*What the task requires:* Your task is to transcribe the entries below exactly, from their first line down to the line containing "[tag] one dot per instance, sample [388,169].", and to stop there.

*Collection entries:*
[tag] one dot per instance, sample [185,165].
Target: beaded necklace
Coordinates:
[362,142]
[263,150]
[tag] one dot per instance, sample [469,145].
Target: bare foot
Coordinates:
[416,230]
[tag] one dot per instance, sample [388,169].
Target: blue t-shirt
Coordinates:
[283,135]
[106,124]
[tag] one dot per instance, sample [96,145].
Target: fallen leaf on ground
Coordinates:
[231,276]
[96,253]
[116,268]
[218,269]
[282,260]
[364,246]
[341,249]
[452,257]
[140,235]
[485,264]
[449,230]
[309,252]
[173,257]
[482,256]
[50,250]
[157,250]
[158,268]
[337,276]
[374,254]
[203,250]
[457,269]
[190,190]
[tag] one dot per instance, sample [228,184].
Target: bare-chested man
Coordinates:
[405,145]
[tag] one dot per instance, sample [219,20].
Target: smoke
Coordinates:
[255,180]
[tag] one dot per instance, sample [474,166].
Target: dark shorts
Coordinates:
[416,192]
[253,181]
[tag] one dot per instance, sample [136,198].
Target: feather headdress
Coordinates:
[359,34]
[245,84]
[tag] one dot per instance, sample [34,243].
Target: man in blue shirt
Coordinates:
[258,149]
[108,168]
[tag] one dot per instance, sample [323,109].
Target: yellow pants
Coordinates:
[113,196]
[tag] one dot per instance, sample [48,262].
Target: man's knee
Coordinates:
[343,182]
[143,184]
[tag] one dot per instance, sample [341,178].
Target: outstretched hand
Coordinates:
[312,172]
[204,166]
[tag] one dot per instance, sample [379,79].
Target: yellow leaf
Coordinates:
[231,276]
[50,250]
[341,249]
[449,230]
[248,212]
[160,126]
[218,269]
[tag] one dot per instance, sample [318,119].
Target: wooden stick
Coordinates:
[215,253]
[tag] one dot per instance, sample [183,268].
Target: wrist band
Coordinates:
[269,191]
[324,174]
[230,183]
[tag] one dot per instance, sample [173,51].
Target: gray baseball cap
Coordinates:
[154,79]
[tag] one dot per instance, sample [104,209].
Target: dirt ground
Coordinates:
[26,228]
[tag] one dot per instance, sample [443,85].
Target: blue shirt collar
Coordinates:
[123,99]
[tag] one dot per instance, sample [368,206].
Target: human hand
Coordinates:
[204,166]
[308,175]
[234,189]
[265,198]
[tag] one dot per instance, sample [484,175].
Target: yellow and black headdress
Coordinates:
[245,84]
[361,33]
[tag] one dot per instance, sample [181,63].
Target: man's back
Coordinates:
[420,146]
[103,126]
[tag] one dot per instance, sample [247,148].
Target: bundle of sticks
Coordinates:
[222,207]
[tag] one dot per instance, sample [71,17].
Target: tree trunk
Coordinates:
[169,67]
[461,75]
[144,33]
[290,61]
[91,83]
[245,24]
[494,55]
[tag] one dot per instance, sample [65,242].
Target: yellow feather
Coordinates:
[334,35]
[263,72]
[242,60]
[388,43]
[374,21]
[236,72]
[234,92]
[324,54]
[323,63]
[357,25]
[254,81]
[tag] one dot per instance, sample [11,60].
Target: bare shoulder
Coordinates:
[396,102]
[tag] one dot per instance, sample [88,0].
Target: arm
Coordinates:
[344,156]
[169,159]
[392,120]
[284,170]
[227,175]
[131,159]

*Solution:*
[tag] one dot per instance, sample [185,165].
Target: beaded necklace
Coordinates:
[362,142]
[263,150]
[tag] one dot per instance, sample [469,145].
Target: bare foot
Coordinates:
[416,230]
[tag] one dot per instance, sample [388,169].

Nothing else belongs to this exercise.